* PROBLEM TO SOLVE
The task calls for an exact copy of the records, without any images.

* Records from a collection
↓↓↓

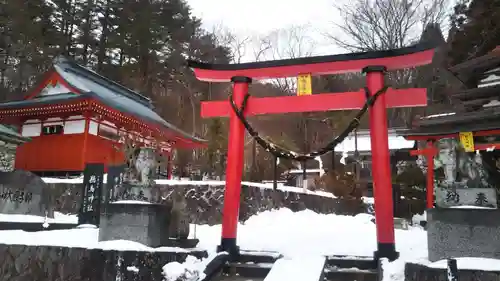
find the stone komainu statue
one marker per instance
(142, 163)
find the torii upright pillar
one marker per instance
(382, 183)
(373, 64)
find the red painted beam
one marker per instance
(429, 151)
(321, 65)
(454, 135)
(318, 102)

↑↑↑

* EXPECTED OUTPUT
find the stone komainu statue
one marker per instance
(142, 163)
find the torii upright pillar
one marker per instance
(382, 183)
(373, 64)
find the red painted beam
one marker per instance
(429, 151)
(321, 65)
(454, 135)
(318, 102)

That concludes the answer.